-- START Task data --
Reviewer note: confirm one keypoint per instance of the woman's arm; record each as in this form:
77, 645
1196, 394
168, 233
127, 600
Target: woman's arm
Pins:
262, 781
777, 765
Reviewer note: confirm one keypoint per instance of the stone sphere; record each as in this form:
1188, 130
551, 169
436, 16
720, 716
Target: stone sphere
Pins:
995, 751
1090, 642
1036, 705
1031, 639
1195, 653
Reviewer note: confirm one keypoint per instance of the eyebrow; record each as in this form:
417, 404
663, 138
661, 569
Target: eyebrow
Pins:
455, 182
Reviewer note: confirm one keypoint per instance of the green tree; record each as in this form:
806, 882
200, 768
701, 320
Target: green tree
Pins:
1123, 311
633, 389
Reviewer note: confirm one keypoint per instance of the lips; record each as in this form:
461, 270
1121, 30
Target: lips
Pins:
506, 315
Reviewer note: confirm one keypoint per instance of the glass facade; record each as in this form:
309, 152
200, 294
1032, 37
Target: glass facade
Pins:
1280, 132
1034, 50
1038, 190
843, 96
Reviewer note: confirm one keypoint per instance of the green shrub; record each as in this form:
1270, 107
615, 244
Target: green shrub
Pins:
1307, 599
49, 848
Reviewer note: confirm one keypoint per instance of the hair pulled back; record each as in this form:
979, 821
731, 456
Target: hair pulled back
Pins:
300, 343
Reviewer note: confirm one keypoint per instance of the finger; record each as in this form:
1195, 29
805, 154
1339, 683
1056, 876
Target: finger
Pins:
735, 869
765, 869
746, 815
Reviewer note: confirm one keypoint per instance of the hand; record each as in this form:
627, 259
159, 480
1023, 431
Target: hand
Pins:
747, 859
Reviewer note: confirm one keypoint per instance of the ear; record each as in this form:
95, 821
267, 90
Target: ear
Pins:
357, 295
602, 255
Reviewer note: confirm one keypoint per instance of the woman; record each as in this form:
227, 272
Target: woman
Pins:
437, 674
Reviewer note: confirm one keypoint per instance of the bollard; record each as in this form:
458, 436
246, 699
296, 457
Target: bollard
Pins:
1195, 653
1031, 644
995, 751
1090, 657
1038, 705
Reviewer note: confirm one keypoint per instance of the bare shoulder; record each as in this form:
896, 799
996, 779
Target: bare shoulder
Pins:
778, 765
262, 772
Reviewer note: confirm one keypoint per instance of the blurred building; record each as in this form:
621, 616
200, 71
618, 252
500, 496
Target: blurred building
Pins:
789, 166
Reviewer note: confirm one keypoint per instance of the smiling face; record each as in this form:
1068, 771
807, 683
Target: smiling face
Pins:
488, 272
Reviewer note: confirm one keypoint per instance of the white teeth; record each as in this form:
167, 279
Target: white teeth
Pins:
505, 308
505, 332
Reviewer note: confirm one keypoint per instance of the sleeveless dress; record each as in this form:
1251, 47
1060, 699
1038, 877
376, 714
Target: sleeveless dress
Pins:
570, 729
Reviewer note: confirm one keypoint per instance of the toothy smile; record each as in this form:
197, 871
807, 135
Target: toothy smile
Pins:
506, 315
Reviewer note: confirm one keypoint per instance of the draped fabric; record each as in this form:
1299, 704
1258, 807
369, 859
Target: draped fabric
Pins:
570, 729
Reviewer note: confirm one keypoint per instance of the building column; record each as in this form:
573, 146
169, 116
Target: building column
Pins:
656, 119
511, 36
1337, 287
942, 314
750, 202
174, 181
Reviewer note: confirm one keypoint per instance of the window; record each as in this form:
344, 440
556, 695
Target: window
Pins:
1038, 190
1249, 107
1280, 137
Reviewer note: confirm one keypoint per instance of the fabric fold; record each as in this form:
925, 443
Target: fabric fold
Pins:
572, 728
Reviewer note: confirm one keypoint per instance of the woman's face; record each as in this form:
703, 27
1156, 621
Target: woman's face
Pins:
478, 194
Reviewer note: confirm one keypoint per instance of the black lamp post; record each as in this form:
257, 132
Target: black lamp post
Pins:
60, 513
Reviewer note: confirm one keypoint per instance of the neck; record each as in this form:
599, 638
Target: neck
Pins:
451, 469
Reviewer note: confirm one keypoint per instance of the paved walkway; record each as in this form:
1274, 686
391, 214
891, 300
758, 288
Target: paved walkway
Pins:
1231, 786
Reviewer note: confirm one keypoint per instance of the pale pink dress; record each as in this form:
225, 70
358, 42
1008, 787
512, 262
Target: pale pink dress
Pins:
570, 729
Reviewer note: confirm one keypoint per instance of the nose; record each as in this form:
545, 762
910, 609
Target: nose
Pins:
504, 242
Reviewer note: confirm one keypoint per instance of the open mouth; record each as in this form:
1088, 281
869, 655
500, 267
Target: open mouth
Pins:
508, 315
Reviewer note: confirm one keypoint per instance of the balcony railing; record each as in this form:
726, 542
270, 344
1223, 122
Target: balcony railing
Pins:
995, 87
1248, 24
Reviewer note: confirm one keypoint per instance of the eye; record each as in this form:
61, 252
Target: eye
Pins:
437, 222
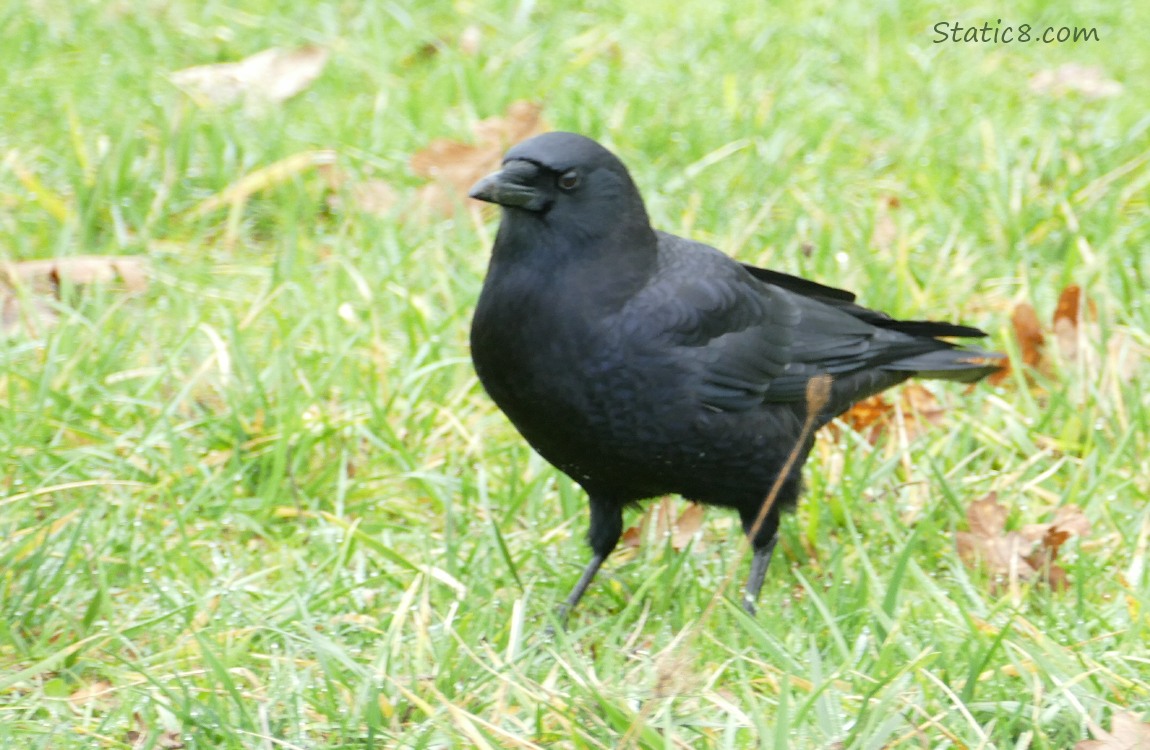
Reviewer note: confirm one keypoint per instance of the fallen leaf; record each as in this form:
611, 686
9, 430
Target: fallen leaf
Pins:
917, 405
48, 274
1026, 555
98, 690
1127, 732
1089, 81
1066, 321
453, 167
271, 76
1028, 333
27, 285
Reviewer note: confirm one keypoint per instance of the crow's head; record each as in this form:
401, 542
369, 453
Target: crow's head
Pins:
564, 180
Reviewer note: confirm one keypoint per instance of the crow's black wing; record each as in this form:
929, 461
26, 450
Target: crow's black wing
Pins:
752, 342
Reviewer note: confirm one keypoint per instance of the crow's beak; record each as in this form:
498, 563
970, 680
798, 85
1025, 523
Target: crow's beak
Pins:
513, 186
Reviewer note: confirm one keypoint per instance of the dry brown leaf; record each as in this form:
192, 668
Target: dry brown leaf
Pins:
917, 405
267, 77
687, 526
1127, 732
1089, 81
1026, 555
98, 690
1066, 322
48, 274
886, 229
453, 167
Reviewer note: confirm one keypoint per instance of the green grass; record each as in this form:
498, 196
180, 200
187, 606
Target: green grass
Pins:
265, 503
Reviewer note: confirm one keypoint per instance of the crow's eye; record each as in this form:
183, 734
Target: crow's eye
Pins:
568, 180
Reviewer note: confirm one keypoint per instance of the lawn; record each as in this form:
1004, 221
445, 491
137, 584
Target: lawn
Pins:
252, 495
-- END Task data --
- **Written instruction**: Restate each entry word for word, leaving out any pictures.

- **Full response**:
Reviewer note: confirm one keypoint per instance of the woman's arm; record each as in this form:
77, 645
1196, 394
168, 233
127, 600
Target: woman's arm
Pins:
262, 781
777, 765
Reviewer note: confirm one keypoint per instance of the stone sphere; record each as in this form:
1188, 130
551, 169
436, 16
720, 716
Target: stone sphere
Pins:
995, 751
1090, 642
1036, 705
1031, 639
1195, 653
Reviewer note: confirm one keypoint per instance of the eyebrow; record each as in this form:
417, 404
663, 138
661, 569
Target: eyebrow
Pins:
455, 182
Reviewer note: confirm one keypoint per instance of the green tree; record each as in this form:
806, 882
200, 768
701, 320
Target: green tree
Pins:
1123, 311
633, 389
Reviewer note: confirm one keypoint per instance of the lips; record each as in this form:
461, 270
1121, 30
Target: lips
Pins:
506, 315
Reviewer note: confirm one keypoint per instance of the glass facade; record each as in this form:
309, 152
200, 294
1032, 37
Target: glass facade
Pins:
1280, 132
1034, 50
1038, 190
843, 96
Reviewer note: confirm one keypoint per instance of the green shrub; record each as in this form:
1270, 107
615, 244
Target: green shrub
Pins:
1307, 599
49, 848
Reviewer note: confirm one keypoint per instance of the hair pulled back; record each as in this form:
979, 821
731, 456
Target: hair pulled back
Pins:
300, 343
Reviewer note: confirm one keypoint per instance of the finger; record each as in this form:
1195, 29
805, 154
1339, 683
1056, 876
Target: finger
Pins:
735, 869
765, 869
746, 815
Reviewer note: confirm one keypoint per instance of the hand; record each as in this form:
627, 259
159, 480
1023, 431
Target: hand
Pins:
747, 859
Reviewer note: confirm one keypoint per instance of the ear; record each as in this form:
95, 821
267, 90
Target: ear
Pins:
357, 295
602, 255
Reviewer note: confirm one keypoint per instance of the woman; record each as in this form:
227, 272
Target: woman
Pins:
437, 674
Reviewer note: confirm one keypoint per instance of the bollard; record each as in this form:
458, 436
246, 699
296, 457
Target: bollard
Pins:
1195, 653
1031, 644
995, 751
1090, 657
1038, 705
Reviewer note: confirm one keypoint per instance of the bare shoulder; record each as in this form:
896, 799
996, 779
Target: bare shoulder
Pins:
778, 765
262, 772
Reviewer note: confirm one keypoint per instance of the blurred building; record each as in this form:
621, 616
200, 71
618, 252
500, 496
Target: blurred building
Pins:
789, 166
Reviewer note: confirm one keypoint per instance of the smiling face; record each as in this form:
1068, 771
807, 683
Target: smiling face
Pins:
488, 272
Reviewer note: confirm one keypoint per instance of the white teeth; record each as in this form:
167, 279
Target: white teeth
Pins:
505, 308
505, 332
Reviewer note: confirm one keypoint per instance of the sleeveless dress; record each as in this form:
1251, 47
1060, 699
1038, 877
376, 714
Target: sleeveless dress
Pins:
570, 729
Reviewer note: confirm one keypoint per instance of the toothy smile; record each as in this form:
197, 871
807, 135
Target: toothy smile
Pins:
506, 315
Reviewer note: confirm one keypoint per instance of the draped fabric; record each as in this form:
1299, 704
1258, 807
369, 859
Target: draped fabric
Pins:
570, 729
Reviewer note: confirm one keypoint per instance of the building column; record each as in this form:
573, 146
169, 116
Target: building column
Pins:
656, 119
511, 36
1337, 287
942, 314
750, 202
174, 181
Reviewer note: confirm one keypoint per instance of the window; record each as in this form:
344, 440
556, 695
Target: window
Pins:
1038, 190
1249, 107
1280, 137
Reviewer note: confirm one keypoint per instance of the fabric fold; record each as in this form:
925, 443
Target: fabric fold
Pins:
572, 728
Reviewer note: confirm one keypoint per instance of the woman's face; record each as in this form:
703, 27
1156, 621
Target: woman's face
Pins:
478, 194
Reviewer note: confirm one keypoint per instance of the black lamp post; record each as in this form:
257, 132
Target: black lamp post
Pins:
60, 513
Reviewer note: confirm one keypoint per instance of the neck; record each as in this form:
599, 638
Target: neck
Pins:
451, 469
Reviewer note: confirm one keypoint per instance of the paved walkway; record each as in this form:
1274, 686
391, 214
891, 300
758, 288
Target: paved walkway
Pins:
1231, 786
Reviewer note: confirm one keypoint per instance of the pale pink dress; record each as in this form:
225, 70
358, 42
1008, 787
512, 262
Target: pale pink dress
Pins:
570, 729
Reviewer note: confirm one keypoint per instance of the nose; record each as in this form:
545, 762
910, 609
Target: nose
Pins:
504, 242
Reviewer note: confirm one keypoint per instance of the open mouth; record each as in this form:
1088, 281
869, 655
500, 267
Target: open mouth
Pins:
508, 315
Reviewer note: confirm one keypoint per instance of the balcony railing; record each as in this form:
726, 542
270, 344
1223, 122
Target: balcony railing
Pins:
995, 87
1248, 24
Reviewer note: confirm one keypoint per instance of the eye; record each as in this form:
61, 252
Target: eye
Pins:
437, 222
Reviewer note: confirm one keypoint per instance of the fallen leaf; record each as in this form:
611, 686
9, 430
Target: fallen leaf
Pins:
917, 405
48, 274
1026, 555
98, 690
1127, 732
1089, 81
1066, 321
453, 167
271, 76
1028, 333
27, 285
Reviewer note: confirm one keypoint per instance of the crow's head; record each as in this form:
401, 542
369, 453
Target: crow's head
Pins:
564, 180
Reviewer note: confirm one keypoint per instance of the crow's black wing; record each as in this form:
929, 461
26, 450
Target: crow's black wing
Pins:
752, 342
Reviewer note: confirm one keypoint per instance of the crow's beak; record each as in this form:
498, 563
970, 680
798, 85
1025, 523
Target: crow's beak
Pins:
513, 186
Reviewer note: confirm one keypoint per instance of the dry brown leaf; record each as in this form:
192, 668
Target: dry brown leaf
Pins:
917, 405
267, 77
687, 526
1127, 732
1089, 81
1026, 555
98, 690
1066, 322
48, 274
886, 229
453, 167
Reviewer note: confirm one keypoint per instance of the green grass; record each as in this form:
498, 196
180, 200
187, 606
Target: green grass
Pins:
265, 503
Reviewer note: confirm one keypoint per instance of the crow's eye; record each as in this form:
183, 734
Target: crow's eye
Pins:
568, 180
Reviewer note: confirm one keypoint per instance of the lawn; record each as in this form:
1004, 221
445, 491
137, 584
Target: lawn
Pins:
252, 495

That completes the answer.